# housing asian mantids



## chrisboy101 (Jul 6, 2007)

how big does an enclosure have to be to house giant asian mantids :?:


----------



## Rick (Jul 6, 2007)

I use those small 2 1/2 gallon aquiarium. Thy have glass dividers and can be divided into three small sections. I cut a notch in the middle to divide them in half and it can now house two giant asians just fine.


----------



## Asa (Jul 6, 2007)

It depends on what molt their on. L1 to L4 can be housed in a 24 ounce container, and above in a 32-80 oz. countainer. You can find them here, at www.mantisplace.com


----------



## chrisboy101 (Jul 6, 2007)

great thanks for the help


----------



## Rick (Jul 6, 2007)

Yeah mean't to say that those small tanks work for adults. I keep small nymphs in the deli cups.


----------



## Asa (Jul 6, 2007)

For the real small ones, Rick is right, Deli cups are less expensive.


----------



## mantisfu (Jul 7, 2007)
════════════════
WRITTEN INSTRUCTION A. Find each line of the records that contains the word "windscreen" and copy those lines.

Stored data
════════════════
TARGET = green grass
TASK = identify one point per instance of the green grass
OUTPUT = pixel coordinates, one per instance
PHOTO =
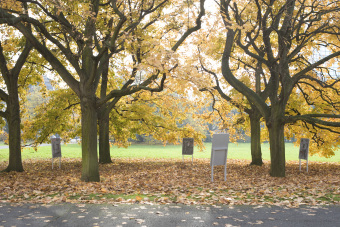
(236, 151)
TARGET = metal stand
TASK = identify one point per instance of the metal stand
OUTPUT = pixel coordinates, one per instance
(59, 163)
(192, 159)
(300, 164)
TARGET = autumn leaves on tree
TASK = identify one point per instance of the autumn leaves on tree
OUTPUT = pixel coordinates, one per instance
(124, 59)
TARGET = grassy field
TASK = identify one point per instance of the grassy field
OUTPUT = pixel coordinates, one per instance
(236, 151)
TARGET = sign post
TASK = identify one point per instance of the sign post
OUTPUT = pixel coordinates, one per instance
(303, 152)
(188, 148)
(56, 150)
(219, 152)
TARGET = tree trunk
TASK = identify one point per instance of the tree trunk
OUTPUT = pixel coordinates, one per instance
(90, 167)
(13, 120)
(277, 147)
(255, 142)
(104, 140)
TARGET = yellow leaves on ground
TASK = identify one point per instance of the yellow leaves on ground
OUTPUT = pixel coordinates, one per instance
(160, 181)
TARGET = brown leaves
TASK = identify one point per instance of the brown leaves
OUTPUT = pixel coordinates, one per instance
(167, 181)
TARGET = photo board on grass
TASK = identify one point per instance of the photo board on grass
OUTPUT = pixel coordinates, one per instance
(56, 150)
(188, 147)
(219, 152)
(304, 151)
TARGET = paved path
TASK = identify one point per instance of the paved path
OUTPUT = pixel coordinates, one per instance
(165, 215)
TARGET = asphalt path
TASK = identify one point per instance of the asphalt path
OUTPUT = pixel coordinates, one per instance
(83, 215)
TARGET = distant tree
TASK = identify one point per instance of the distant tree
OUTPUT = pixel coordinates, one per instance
(281, 36)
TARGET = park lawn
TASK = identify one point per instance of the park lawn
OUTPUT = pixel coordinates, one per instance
(235, 151)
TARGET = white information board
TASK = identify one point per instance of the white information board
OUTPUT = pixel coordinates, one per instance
(56, 150)
(188, 147)
(304, 151)
(219, 152)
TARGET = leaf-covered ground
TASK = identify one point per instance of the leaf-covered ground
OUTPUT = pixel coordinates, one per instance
(163, 181)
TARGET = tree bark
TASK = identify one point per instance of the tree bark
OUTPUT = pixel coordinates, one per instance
(13, 120)
(255, 139)
(90, 167)
(104, 134)
(277, 145)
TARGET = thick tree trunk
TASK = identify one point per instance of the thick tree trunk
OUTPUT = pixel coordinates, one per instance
(277, 147)
(255, 128)
(13, 120)
(90, 167)
(104, 137)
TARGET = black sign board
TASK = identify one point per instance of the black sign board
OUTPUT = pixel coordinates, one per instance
(188, 146)
(304, 149)
(56, 150)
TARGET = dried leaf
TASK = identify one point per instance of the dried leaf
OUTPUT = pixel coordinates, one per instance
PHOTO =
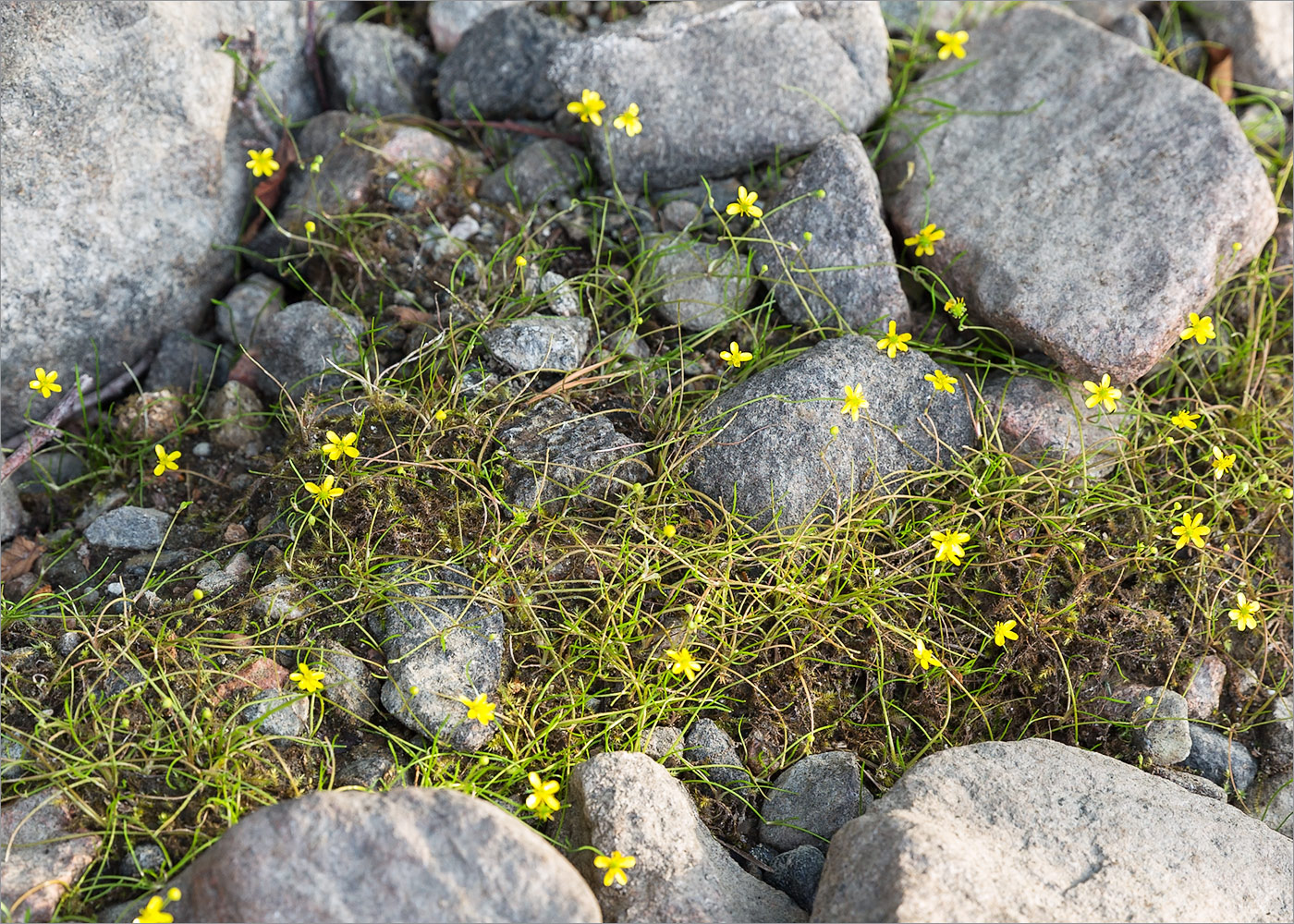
(19, 558)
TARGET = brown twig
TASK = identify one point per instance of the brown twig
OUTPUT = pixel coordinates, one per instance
(43, 432)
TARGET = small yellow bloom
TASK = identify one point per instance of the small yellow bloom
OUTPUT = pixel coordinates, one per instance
(744, 204)
(1244, 616)
(543, 794)
(306, 678)
(1200, 328)
(589, 106)
(925, 238)
(479, 708)
(950, 546)
(1190, 530)
(1222, 464)
(629, 120)
(735, 356)
(683, 663)
(153, 913)
(942, 382)
(854, 401)
(924, 656)
(262, 162)
(44, 382)
(615, 865)
(951, 44)
(165, 461)
(893, 342)
(336, 446)
(325, 492)
(1103, 394)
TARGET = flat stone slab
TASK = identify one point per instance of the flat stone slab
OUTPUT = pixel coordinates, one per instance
(1039, 831)
(1093, 216)
(772, 443)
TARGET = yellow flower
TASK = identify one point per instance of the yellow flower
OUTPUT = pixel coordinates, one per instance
(735, 356)
(543, 794)
(629, 120)
(306, 678)
(1200, 328)
(950, 546)
(479, 708)
(854, 401)
(744, 204)
(683, 663)
(1103, 394)
(615, 865)
(942, 382)
(44, 382)
(924, 656)
(262, 164)
(925, 238)
(325, 492)
(338, 446)
(893, 342)
(153, 913)
(165, 461)
(1222, 464)
(1244, 616)
(951, 44)
(589, 106)
(1190, 530)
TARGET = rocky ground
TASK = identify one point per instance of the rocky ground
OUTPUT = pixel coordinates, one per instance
(692, 461)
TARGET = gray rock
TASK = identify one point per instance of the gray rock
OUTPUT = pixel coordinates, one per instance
(698, 286)
(449, 19)
(1089, 839)
(1044, 172)
(775, 83)
(237, 413)
(12, 516)
(410, 855)
(378, 70)
(1258, 35)
(547, 170)
(555, 452)
(298, 343)
(1203, 691)
(774, 430)
(44, 855)
(1272, 801)
(497, 70)
(81, 294)
(1190, 784)
(349, 685)
(241, 312)
(141, 859)
(812, 800)
(1276, 736)
(714, 753)
(443, 639)
(540, 342)
(1047, 422)
(845, 276)
(129, 529)
(280, 716)
(185, 364)
(1215, 758)
(625, 801)
(798, 872)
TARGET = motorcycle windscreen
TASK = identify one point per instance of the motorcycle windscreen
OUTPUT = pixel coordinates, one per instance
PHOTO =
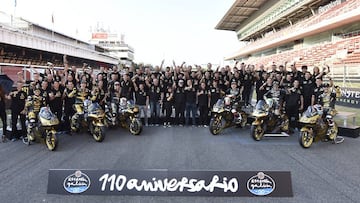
(46, 113)
(94, 108)
(219, 103)
(47, 118)
(261, 106)
(310, 112)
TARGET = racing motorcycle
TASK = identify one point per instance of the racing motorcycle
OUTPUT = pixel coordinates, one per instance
(226, 113)
(111, 114)
(89, 116)
(42, 128)
(268, 119)
(316, 127)
(128, 116)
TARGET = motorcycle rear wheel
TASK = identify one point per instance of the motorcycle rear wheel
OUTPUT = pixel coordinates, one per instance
(243, 120)
(333, 132)
(99, 133)
(135, 127)
(306, 139)
(51, 141)
(215, 125)
(257, 132)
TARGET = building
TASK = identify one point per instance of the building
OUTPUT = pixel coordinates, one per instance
(309, 32)
(113, 45)
(24, 43)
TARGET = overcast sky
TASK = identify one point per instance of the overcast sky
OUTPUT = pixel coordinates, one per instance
(183, 30)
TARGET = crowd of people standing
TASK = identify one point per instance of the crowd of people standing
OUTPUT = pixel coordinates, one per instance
(175, 95)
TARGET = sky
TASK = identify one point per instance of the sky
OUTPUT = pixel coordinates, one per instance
(180, 30)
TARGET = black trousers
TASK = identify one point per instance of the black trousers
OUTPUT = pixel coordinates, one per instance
(204, 111)
(14, 118)
(168, 110)
(3, 118)
(179, 113)
(246, 95)
(293, 114)
(69, 112)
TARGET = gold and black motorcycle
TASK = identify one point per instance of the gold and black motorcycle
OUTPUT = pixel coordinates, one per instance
(226, 113)
(89, 116)
(111, 113)
(268, 119)
(317, 125)
(128, 116)
(42, 128)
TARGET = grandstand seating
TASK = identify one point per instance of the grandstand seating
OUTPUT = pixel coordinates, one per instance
(318, 53)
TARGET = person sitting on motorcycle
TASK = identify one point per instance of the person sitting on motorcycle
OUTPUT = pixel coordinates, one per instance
(277, 95)
(34, 103)
(328, 98)
(232, 98)
(114, 96)
(82, 94)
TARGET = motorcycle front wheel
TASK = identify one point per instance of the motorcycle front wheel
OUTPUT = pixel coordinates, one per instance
(135, 127)
(333, 131)
(215, 125)
(74, 124)
(306, 138)
(257, 132)
(51, 141)
(243, 119)
(98, 133)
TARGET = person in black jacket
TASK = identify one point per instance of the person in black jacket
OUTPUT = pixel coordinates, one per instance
(294, 102)
(167, 104)
(18, 99)
(2, 111)
(179, 95)
(190, 103)
(203, 95)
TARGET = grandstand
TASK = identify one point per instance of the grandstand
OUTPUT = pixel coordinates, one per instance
(24, 43)
(310, 32)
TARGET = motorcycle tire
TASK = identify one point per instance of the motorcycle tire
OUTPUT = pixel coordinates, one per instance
(243, 120)
(135, 127)
(285, 124)
(51, 141)
(26, 140)
(306, 138)
(257, 132)
(215, 126)
(99, 133)
(333, 132)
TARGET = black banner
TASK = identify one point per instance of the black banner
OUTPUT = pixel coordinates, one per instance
(170, 183)
(350, 97)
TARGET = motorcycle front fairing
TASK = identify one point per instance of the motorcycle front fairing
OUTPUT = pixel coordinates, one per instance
(47, 118)
(261, 109)
(218, 106)
(95, 111)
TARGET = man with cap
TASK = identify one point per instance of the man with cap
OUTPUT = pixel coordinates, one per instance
════════════════
WRITTEN INSTRUCTION B. Return the part of the thread on housing mantids starting with "how big does" and going on through "asians just fine.", copied word for word.

RESPONSE A.
TARGET = motorcycle windscreen
TASK = identify one point per instance of the motorcycle windscreen

RESPONSE B.
how big does an enclosure have to be to house giant asian mantids :?:


----------



## Rick (Jul 6, 2007)

I use those small 2 1/2 gallon aquiarium. Thy have glass dividers and can be divided into three small sections. I cut a notch in the middle to divide them in half and it can now house two giant asians just fine.